> [Written request]
Rewrite the entries from the line that has "I'd be grateful if you could outline the grass" through the line that has "[121,55,166,90]", putting "mark" wherever "outline" appears and leaving everything else unchanged. Return only those lines.

> [Record extracts]

════════

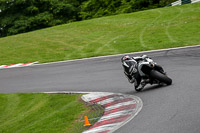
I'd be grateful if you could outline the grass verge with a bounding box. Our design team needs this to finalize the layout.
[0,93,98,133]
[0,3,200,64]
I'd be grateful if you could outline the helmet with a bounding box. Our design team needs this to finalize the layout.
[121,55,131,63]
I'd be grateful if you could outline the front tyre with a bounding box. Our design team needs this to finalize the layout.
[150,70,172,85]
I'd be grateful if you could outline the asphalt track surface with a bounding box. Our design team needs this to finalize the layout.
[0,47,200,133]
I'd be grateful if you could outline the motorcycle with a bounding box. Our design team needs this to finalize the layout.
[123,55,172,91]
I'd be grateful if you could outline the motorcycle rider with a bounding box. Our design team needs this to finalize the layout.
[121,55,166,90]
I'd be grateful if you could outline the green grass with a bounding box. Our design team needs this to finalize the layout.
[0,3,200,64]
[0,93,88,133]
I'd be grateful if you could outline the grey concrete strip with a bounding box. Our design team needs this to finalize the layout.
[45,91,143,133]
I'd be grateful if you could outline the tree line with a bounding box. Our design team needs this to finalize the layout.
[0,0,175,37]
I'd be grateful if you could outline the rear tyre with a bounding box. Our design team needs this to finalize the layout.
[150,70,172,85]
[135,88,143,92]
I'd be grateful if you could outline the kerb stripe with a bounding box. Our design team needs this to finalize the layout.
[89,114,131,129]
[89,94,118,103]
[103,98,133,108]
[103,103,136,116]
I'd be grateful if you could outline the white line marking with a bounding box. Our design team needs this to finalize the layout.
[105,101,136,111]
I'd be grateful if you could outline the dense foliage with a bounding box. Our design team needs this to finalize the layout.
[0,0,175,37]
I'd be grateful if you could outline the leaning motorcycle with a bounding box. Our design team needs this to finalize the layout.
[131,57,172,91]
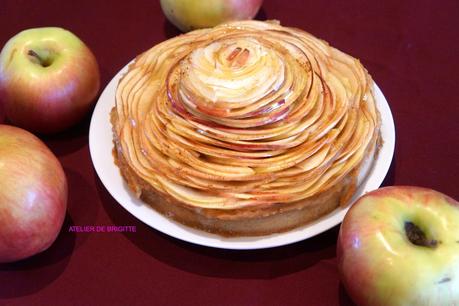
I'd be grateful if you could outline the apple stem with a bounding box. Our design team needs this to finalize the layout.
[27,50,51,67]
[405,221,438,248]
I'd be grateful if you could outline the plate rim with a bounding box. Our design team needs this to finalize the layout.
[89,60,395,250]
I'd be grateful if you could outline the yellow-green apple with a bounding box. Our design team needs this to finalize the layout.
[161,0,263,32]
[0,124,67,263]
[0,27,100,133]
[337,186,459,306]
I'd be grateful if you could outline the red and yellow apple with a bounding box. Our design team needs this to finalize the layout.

════════

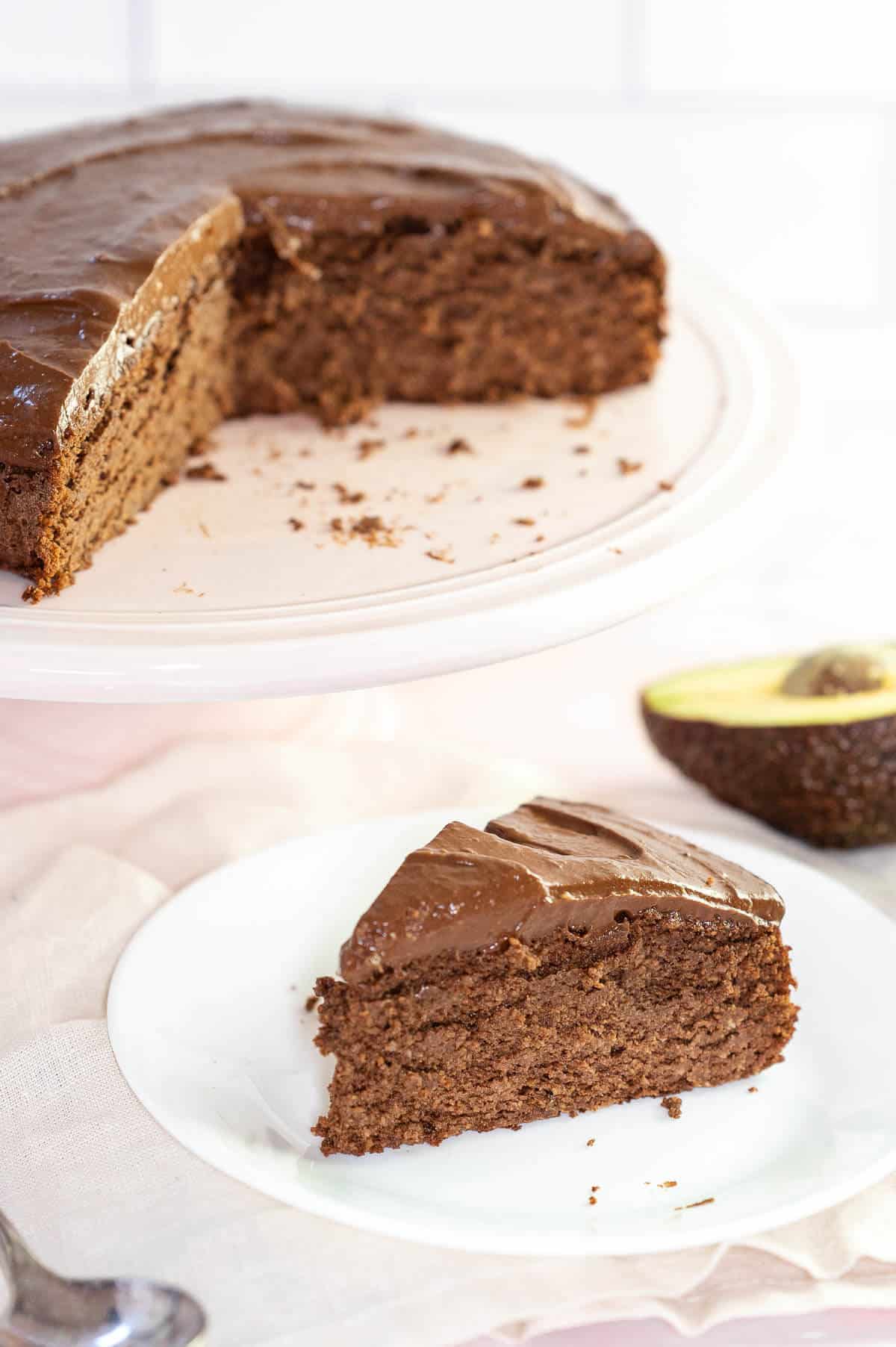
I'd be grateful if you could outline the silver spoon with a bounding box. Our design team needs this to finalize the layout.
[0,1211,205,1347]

════════

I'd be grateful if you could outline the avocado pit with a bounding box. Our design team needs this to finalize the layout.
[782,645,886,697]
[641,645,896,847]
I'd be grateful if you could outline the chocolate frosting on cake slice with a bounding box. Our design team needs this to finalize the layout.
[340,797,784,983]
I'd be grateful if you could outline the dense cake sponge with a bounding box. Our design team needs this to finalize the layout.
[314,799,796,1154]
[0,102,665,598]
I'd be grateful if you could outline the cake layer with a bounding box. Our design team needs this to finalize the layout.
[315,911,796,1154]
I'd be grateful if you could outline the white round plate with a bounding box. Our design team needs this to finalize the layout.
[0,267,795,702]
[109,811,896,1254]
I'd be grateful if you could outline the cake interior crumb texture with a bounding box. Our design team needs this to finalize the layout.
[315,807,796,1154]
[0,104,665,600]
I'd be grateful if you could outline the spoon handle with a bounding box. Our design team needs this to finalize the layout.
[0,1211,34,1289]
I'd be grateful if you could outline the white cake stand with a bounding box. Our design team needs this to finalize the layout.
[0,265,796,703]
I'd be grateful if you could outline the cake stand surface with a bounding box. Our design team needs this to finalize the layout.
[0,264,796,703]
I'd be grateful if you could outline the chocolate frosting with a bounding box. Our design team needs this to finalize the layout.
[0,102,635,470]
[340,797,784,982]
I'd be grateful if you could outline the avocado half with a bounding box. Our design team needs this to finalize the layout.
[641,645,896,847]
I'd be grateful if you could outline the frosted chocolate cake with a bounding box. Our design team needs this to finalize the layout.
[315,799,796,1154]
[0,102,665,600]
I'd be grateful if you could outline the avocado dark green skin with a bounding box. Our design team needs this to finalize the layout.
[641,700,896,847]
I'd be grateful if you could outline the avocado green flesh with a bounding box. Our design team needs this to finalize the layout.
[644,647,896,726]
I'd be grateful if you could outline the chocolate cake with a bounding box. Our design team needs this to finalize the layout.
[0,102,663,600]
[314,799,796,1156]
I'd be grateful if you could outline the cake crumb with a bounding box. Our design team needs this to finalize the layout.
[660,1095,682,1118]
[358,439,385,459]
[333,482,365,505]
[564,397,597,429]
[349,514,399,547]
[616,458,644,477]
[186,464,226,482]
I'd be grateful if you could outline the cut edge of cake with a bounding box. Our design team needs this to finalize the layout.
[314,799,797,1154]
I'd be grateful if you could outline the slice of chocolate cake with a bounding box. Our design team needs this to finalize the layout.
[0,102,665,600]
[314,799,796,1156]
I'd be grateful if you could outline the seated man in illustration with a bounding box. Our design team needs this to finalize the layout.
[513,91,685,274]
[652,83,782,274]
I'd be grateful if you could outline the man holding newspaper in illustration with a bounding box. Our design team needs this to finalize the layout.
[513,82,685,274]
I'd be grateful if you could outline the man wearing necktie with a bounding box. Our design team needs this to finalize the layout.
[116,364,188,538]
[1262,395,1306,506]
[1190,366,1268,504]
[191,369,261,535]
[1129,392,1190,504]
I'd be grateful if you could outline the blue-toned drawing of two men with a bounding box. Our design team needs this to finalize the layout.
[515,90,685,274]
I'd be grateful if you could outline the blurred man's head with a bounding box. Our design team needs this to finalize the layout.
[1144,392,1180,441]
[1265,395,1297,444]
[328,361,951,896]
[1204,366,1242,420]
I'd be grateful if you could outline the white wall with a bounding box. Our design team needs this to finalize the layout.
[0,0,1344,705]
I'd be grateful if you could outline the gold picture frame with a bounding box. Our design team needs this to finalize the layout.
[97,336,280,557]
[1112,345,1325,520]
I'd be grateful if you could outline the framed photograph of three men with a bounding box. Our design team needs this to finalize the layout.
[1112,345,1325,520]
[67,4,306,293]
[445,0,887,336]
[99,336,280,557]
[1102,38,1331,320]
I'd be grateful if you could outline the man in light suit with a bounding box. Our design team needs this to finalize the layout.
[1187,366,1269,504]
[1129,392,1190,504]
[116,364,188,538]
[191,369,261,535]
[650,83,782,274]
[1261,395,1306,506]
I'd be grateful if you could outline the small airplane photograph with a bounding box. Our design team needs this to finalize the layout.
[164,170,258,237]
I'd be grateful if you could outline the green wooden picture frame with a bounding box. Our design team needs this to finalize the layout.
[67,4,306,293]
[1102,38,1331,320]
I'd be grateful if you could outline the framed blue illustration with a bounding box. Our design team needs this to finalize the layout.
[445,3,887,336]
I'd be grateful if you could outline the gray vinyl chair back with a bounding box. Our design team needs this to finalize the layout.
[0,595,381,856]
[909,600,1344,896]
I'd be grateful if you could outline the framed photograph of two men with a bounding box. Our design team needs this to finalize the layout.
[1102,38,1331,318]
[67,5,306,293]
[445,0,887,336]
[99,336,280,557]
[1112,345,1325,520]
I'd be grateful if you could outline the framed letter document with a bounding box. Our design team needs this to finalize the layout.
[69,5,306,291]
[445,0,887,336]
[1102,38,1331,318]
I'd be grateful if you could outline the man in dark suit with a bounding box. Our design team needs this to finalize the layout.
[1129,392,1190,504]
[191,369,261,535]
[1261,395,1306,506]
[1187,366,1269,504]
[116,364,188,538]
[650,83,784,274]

════════

> [Exercise answer]
I'd be grateful if you could mark the grass verge with a bounding box. Our design team needs this to finalize the layout.
[0,93,98,133]
[0,3,200,64]
I'd be grateful if you could mark the helmet with a bounding box. Our design team needs this to finalize the layout.
[121,55,131,63]
I'd be grateful if you could mark the front tyre with a bounding box. Our design team needs this to finalize the layout.
[150,70,172,85]
I'd be grateful if you could mark the asphalt track surface with a bounding box. Our design team needs this to finalize the layout.
[0,47,200,133]
I'd be grateful if you could mark the motorcycle with a bounding box. Our design team needs this to finalize the layout.
[123,55,172,91]
I'd be grateful if you could mark the motorcycle rider with a bounding box. Our design team needs this to finalize the layout.
[121,55,166,90]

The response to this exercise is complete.